> WORK INSTRUCTIONS
Rewrite the lines below as a numbered list with no blank lines, starting at the line that has "Q: Locate a point on each instance of the white sky" and stopping after the final line, including both of those lines.

Records from a data collection
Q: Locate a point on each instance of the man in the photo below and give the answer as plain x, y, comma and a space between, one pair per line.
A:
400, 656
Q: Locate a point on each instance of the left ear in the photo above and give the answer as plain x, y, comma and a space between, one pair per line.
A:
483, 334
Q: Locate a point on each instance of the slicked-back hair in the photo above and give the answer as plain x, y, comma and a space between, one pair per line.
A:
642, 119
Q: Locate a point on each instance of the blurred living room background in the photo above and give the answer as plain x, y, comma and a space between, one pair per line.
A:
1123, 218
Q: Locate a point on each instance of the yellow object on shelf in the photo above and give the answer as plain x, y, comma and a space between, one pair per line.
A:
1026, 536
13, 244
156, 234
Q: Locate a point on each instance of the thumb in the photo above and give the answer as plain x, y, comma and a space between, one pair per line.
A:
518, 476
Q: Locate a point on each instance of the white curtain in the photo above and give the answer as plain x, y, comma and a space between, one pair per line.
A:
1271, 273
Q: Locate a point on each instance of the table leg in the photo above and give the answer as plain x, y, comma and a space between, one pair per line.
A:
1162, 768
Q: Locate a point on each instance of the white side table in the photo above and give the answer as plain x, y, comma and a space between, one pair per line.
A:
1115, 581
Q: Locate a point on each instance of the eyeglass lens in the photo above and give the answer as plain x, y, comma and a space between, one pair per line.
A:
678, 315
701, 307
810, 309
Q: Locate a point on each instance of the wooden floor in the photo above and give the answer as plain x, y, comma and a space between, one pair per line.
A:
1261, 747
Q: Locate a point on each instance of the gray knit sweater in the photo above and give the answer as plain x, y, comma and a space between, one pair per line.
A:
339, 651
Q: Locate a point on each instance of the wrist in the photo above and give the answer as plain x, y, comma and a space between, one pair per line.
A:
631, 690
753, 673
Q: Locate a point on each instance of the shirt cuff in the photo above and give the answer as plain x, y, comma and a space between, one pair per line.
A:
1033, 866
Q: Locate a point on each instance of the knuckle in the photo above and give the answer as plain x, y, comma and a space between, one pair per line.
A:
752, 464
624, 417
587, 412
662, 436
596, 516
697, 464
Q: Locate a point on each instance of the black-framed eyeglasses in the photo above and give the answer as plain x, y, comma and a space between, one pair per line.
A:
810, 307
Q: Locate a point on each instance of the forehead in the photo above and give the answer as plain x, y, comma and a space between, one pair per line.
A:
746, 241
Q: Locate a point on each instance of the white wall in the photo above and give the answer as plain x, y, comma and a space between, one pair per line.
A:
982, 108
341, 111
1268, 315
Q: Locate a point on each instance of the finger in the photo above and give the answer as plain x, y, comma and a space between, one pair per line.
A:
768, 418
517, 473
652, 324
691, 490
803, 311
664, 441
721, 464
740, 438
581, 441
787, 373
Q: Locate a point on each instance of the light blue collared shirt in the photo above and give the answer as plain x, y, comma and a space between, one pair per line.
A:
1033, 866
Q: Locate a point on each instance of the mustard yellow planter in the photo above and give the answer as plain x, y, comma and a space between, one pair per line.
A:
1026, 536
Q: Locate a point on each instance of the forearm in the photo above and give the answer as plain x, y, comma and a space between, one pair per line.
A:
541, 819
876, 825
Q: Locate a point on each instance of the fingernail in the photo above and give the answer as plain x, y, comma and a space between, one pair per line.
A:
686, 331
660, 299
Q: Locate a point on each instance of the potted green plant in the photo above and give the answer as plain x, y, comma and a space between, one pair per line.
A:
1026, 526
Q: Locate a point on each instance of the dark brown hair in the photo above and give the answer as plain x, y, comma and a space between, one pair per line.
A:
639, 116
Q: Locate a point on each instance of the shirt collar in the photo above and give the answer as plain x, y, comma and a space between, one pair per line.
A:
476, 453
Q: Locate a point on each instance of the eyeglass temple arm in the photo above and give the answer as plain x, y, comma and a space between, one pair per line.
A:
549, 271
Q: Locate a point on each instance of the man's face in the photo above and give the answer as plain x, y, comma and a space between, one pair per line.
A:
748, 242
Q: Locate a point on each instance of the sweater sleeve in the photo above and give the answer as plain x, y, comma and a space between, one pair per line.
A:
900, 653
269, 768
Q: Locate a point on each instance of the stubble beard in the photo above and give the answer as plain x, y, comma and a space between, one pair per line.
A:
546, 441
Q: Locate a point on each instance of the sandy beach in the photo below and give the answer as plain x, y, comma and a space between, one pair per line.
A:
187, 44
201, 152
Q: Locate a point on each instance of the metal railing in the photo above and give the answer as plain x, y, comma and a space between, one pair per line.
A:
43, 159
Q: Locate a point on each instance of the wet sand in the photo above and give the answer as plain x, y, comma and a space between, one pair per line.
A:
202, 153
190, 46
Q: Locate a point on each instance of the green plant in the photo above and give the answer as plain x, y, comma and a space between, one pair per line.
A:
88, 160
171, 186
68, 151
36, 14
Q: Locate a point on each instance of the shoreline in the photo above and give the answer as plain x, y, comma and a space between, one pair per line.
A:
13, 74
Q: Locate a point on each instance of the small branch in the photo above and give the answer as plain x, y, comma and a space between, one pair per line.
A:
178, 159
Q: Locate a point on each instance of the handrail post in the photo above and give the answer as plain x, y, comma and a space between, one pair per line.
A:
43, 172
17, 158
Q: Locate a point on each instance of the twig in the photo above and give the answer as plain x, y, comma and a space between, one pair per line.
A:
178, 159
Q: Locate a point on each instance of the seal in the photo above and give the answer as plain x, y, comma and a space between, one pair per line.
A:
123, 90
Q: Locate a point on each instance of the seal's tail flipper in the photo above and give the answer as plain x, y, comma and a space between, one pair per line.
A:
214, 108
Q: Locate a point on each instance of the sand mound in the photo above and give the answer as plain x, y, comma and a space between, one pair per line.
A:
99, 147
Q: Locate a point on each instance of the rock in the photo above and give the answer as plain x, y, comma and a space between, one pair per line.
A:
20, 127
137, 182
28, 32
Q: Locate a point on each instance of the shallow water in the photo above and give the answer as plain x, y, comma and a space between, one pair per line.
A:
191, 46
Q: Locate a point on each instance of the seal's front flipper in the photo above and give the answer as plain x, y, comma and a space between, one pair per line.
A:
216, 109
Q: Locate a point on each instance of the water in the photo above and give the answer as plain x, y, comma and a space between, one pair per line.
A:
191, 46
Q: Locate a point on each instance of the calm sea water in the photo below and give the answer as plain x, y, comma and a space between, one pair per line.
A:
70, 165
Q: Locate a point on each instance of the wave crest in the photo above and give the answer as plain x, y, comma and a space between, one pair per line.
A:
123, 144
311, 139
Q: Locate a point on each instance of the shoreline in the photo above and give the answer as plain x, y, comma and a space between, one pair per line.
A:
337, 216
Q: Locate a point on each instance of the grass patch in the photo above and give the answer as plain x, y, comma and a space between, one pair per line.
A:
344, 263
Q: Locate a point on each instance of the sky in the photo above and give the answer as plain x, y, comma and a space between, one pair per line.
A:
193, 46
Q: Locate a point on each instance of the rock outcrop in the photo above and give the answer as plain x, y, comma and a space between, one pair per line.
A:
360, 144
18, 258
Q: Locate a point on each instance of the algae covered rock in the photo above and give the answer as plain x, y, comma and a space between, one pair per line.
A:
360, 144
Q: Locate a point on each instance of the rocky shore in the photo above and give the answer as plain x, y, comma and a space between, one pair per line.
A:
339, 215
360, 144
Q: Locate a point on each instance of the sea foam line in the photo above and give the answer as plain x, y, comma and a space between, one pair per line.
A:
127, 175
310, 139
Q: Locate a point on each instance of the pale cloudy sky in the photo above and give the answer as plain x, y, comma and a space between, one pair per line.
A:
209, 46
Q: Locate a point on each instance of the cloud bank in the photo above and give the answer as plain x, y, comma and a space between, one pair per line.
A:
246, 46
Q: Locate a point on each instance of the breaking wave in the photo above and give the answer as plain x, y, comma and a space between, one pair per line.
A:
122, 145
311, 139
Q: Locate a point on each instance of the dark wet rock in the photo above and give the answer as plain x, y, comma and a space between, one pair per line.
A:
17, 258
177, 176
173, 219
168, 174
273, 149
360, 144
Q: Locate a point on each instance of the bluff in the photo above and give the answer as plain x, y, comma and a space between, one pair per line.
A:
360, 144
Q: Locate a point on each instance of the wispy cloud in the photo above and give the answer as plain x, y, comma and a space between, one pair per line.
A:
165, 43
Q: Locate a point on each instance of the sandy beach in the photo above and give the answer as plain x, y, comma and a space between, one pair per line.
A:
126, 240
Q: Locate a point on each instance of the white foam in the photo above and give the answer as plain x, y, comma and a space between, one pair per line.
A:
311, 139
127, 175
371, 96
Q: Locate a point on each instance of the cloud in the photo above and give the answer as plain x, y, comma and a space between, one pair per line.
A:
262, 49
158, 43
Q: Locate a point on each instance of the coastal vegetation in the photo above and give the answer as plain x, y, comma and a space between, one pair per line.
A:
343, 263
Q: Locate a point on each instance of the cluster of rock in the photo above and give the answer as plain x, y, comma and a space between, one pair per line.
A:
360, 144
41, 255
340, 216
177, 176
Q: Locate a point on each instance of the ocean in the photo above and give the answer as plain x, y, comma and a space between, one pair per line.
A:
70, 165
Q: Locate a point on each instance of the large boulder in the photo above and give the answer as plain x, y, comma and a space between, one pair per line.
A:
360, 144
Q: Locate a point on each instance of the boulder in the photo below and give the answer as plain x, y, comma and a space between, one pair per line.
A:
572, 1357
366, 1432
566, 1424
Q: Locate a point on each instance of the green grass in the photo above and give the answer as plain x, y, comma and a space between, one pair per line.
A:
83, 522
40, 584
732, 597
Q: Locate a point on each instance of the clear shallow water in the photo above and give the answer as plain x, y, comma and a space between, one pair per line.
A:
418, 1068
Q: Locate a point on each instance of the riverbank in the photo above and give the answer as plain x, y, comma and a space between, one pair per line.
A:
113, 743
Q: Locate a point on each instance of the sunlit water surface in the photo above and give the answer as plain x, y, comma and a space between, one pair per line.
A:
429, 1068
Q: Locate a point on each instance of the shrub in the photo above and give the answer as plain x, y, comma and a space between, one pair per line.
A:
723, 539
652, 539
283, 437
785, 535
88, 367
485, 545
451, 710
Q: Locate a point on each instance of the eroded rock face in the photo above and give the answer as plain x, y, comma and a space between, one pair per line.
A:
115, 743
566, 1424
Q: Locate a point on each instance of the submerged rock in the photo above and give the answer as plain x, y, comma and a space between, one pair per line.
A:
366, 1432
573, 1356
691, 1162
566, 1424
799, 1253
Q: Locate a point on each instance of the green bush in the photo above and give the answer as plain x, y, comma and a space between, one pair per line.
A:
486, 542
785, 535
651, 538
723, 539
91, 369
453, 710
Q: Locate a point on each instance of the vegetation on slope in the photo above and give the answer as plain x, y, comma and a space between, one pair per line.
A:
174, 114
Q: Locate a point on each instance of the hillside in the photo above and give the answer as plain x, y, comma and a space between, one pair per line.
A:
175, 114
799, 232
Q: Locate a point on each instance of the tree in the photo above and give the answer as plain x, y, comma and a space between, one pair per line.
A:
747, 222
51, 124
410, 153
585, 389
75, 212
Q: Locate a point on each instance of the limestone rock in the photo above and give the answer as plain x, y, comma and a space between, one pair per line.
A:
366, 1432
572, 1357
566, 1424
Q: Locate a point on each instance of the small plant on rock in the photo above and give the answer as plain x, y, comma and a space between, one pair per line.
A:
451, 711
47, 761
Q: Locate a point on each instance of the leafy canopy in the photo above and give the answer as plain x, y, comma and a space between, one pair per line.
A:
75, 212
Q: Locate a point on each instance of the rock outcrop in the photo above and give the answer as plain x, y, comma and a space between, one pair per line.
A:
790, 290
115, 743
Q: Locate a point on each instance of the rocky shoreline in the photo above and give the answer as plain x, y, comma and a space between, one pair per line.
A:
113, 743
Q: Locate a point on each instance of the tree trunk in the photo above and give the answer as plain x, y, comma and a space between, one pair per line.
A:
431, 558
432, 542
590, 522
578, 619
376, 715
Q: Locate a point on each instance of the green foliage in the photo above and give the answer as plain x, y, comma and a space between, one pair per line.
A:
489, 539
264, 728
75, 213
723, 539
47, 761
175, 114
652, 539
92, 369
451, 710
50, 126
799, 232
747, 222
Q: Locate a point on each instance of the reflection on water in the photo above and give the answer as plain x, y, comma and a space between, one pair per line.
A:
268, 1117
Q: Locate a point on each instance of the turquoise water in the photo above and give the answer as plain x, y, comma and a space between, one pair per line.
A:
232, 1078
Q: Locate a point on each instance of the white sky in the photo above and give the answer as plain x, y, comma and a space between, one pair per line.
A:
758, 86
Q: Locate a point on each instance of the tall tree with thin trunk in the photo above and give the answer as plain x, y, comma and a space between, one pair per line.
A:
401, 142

> OUTPUT BELOW
1. Q: Locate a point on each instance of the white sky in the photo above and give the answer as plain x, y, comma and a space between, one pair per line.
2. A:
3. 758, 86
4. Q: Locate a point on each instance of the tall tree with thin trunk in the photo above and give the answer as plain x, y, comma and a space between, one pair per line.
5. A:
6. 401, 142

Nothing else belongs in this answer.